── Stored data ──

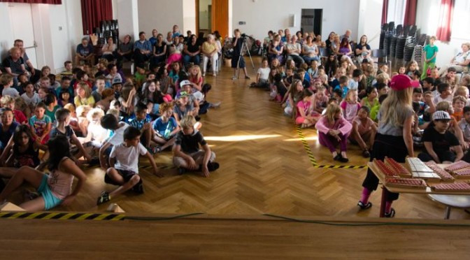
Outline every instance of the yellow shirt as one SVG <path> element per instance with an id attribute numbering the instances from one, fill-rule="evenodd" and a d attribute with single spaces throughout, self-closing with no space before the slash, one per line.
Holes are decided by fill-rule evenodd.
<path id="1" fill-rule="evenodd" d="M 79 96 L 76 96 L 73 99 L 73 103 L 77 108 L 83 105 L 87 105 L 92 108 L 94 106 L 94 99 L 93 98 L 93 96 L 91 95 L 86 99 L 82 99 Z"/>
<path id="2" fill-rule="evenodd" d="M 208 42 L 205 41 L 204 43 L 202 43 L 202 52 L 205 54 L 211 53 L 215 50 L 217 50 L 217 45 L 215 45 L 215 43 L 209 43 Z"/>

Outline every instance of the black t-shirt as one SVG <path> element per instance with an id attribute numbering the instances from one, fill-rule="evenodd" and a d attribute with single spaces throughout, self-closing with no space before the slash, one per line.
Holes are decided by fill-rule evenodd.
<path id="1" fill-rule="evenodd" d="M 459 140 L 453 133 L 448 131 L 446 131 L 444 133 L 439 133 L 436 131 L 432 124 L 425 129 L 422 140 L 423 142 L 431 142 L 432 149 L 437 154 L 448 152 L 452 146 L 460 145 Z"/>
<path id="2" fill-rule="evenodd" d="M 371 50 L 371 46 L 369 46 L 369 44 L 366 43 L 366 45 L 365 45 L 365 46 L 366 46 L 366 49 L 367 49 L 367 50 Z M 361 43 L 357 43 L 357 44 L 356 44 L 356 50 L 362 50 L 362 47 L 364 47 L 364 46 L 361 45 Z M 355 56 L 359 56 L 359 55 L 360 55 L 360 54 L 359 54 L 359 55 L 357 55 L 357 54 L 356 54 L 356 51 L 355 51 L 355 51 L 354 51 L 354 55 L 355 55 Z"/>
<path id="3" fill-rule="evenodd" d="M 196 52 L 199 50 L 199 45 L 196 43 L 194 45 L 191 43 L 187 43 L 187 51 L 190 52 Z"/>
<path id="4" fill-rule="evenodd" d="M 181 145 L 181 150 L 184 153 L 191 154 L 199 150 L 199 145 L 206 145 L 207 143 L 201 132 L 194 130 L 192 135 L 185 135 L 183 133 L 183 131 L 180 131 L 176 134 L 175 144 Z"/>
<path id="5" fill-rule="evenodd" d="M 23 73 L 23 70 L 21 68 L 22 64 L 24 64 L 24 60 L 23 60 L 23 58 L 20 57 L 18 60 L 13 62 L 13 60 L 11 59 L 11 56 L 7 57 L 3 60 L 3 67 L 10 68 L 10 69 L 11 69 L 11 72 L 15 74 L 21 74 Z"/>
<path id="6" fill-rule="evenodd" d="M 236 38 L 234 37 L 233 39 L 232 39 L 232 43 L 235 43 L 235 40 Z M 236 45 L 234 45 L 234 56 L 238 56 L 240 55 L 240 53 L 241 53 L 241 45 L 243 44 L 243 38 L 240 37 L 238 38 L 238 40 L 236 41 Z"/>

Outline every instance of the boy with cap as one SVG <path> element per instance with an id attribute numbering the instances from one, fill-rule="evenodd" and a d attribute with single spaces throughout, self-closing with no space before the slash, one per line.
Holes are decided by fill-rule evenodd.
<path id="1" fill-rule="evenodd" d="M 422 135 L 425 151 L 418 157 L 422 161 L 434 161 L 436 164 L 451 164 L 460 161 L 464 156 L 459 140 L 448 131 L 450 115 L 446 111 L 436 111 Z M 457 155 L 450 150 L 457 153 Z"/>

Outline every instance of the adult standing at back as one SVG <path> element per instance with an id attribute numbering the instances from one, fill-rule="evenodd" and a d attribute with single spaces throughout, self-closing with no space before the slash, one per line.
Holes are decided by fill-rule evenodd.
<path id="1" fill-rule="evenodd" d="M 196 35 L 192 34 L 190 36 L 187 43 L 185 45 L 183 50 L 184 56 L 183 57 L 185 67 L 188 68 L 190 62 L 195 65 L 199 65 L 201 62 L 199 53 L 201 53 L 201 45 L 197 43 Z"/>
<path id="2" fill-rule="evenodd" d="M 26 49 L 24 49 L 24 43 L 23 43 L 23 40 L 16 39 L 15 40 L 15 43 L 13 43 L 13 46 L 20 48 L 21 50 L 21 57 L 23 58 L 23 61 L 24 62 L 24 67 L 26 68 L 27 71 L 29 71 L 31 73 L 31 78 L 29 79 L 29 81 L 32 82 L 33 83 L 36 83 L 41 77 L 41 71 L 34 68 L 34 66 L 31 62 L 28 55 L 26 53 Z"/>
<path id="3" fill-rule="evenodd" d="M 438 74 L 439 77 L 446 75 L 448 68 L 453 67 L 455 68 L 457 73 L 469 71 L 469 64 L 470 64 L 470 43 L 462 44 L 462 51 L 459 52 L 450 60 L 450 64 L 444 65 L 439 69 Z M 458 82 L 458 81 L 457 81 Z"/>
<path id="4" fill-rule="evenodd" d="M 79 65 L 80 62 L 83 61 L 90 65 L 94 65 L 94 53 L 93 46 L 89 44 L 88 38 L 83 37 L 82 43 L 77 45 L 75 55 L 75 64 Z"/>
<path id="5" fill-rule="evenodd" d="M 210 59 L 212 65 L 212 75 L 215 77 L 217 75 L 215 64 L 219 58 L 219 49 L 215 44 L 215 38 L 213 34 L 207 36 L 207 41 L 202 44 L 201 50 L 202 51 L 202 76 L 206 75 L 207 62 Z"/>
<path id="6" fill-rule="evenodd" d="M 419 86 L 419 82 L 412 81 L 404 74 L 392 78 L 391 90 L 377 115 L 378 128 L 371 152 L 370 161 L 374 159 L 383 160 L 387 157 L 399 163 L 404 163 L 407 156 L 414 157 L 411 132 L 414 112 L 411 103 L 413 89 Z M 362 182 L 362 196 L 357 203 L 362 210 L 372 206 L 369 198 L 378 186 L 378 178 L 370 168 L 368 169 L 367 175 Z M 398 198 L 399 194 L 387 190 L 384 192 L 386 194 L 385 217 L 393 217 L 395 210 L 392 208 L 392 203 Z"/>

───

Stated exercise :: The material above must be printed exactly, with its pictures left out.

Problem solution ::
Outline every instance of the yellow shirt as one SVG <path> element per instance with an id attribute numbering the instances from one, fill-rule="evenodd" and a d attribute with single spaces throughout, self-closing with no space before the slash, one per line.
Holes are decided by fill-rule evenodd.
<path id="1" fill-rule="evenodd" d="M 79 96 L 76 96 L 73 99 L 73 103 L 77 108 L 83 105 L 87 105 L 92 108 L 94 106 L 94 99 L 93 98 L 93 96 L 91 95 L 86 99 L 82 99 Z"/>
<path id="2" fill-rule="evenodd" d="M 208 42 L 205 41 L 204 43 L 202 43 L 202 52 L 205 54 L 211 53 L 215 50 L 217 50 L 217 45 L 215 45 L 215 43 L 209 43 Z"/>

Outline every instance of the black t-shirt as one SVG <path> element per instance with an id attribute numbering the instances from one, fill-rule="evenodd" and a d attribute with single spaces throughout, self-closing with no space before the slash, one per line.
Holes are decided by fill-rule evenodd.
<path id="1" fill-rule="evenodd" d="M 459 140 L 453 133 L 448 131 L 446 131 L 444 133 L 439 133 L 436 131 L 432 124 L 425 129 L 422 140 L 423 142 L 431 142 L 432 149 L 437 154 L 448 152 L 452 146 L 460 145 Z"/>
<path id="2" fill-rule="evenodd" d="M 371 50 L 371 46 L 369 46 L 369 44 L 366 43 L 366 45 L 365 45 L 365 46 L 366 46 L 366 49 L 367 49 L 367 50 Z M 361 43 L 357 43 L 357 44 L 356 44 L 356 50 L 362 50 L 362 47 L 364 47 L 364 46 L 361 45 Z M 355 56 L 359 56 L 359 55 L 360 55 L 360 54 L 359 54 L 359 55 L 357 55 L 357 54 L 356 54 L 356 51 L 355 51 L 355 51 L 354 51 L 354 55 L 355 55 Z"/>
<path id="3" fill-rule="evenodd" d="M 196 52 L 199 50 L 199 45 L 196 43 L 194 45 L 191 43 L 187 43 L 187 51 L 190 52 Z"/>
<path id="4" fill-rule="evenodd" d="M 181 145 L 181 150 L 184 153 L 191 154 L 199 150 L 199 145 L 206 145 L 207 143 L 201 132 L 194 130 L 192 135 L 185 135 L 183 133 L 183 131 L 180 131 L 176 134 L 175 144 Z"/>
<path id="5" fill-rule="evenodd" d="M 23 73 L 23 70 L 21 68 L 22 64 L 24 64 L 24 60 L 23 60 L 23 58 L 20 57 L 18 60 L 13 62 L 13 60 L 11 59 L 11 56 L 7 57 L 3 60 L 3 67 L 10 68 L 10 69 L 11 69 L 11 72 L 15 74 L 21 74 Z"/>
<path id="6" fill-rule="evenodd" d="M 236 38 L 234 37 L 233 39 L 232 39 L 232 43 L 235 43 L 235 40 Z M 236 45 L 234 45 L 234 56 L 238 56 L 240 55 L 240 53 L 241 53 L 241 45 L 243 44 L 243 38 L 240 37 L 238 38 L 238 40 L 236 41 Z"/>

Outline every instance of the boy with cap as one SVG <path> element per instance with an id attribute numbering the instances from one, fill-rule="evenodd" and a d attribute with single spaces throughout, self-closing with no space before the slash, one per line.
Holes are decided by fill-rule evenodd.
<path id="1" fill-rule="evenodd" d="M 422 135 L 425 151 L 418 157 L 422 161 L 434 161 L 436 164 L 451 164 L 460 161 L 464 156 L 459 140 L 448 131 L 450 115 L 446 111 L 436 111 Z M 457 155 L 450 150 L 457 153 Z"/>

Outline every instance of the adult standing at back as one SVG <path> element per instance with an id attribute numbering the instances from one, fill-rule="evenodd" and a d attribute with single spaces throughout, self-closing with no space before the slash, one per line.
Holes are decided by fill-rule evenodd.
<path id="1" fill-rule="evenodd" d="M 196 35 L 192 34 L 190 36 L 187 43 L 185 45 L 183 50 L 184 56 L 183 57 L 185 67 L 188 68 L 190 62 L 195 65 L 199 65 L 201 62 L 199 53 L 201 53 L 201 45 L 197 43 Z"/>
<path id="2" fill-rule="evenodd" d="M 26 49 L 24 49 L 24 43 L 23 43 L 23 40 L 16 39 L 15 40 L 15 43 L 13 43 L 13 46 L 20 48 L 21 50 L 21 57 L 23 58 L 23 61 L 24 62 L 24 67 L 26 68 L 27 71 L 29 71 L 31 73 L 31 78 L 29 79 L 29 81 L 32 82 L 33 83 L 36 83 L 41 77 L 41 71 L 34 68 L 34 66 L 31 62 L 28 55 L 26 53 Z"/>
<path id="3" fill-rule="evenodd" d="M 438 74 L 439 77 L 446 75 L 448 68 L 453 67 L 455 68 L 457 73 L 469 71 L 469 64 L 470 64 L 470 43 L 462 44 L 462 51 L 459 52 L 450 60 L 450 64 L 444 65 L 439 69 Z M 458 82 L 458 81 L 457 81 Z"/>
<path id="4" fill-rule="evenodd" d="M 79 65 L 80 62 L 83 61 L 90 65 L 94 65 L 94 53 L 93 46 L 89 44 L 88 38 L 83 37 L 82 43 L 77 45 L 75 55 L 75 64 Z"/>
<path id="5" fill-rule="evenodd" d="M 210 59 L 212 65 L 212 75 L 215 77 L 217 75 L 215 64 L 219 58 L 219 49 L 215 44 L 215 38 L 213 34 L 207 36 L 207 41 L 202 44 L 201 50 L 202 51 L 202 76 L 206 75 L 207 62 Z"/>
<path id="6" fill-rule="evenodd" d="M 419 86 L 419 82 L 412 81 L 404 74 L 392 78 L 391 90 L 377 115 L 378 128 L 371 152 L 370 161 L 374 159 L 383 160 L 387 157 L 399 163 L 404 163 L 407 156 L 414 157 L 411 132 L 414 112 L 411 103 L 413 89 Z M 362 182 L 362 196 L 357 203 L 362 210 L 372 206 L 369 198 L 378 186 L 378 178 L 370 168 L 368 169 L 367 175 Z M 398 198 L 399 194 L 387 190 L 384 192 L 386 194 L 385 217 L 393 217 L 395 210 L 392 208 L 392 203 Z"/>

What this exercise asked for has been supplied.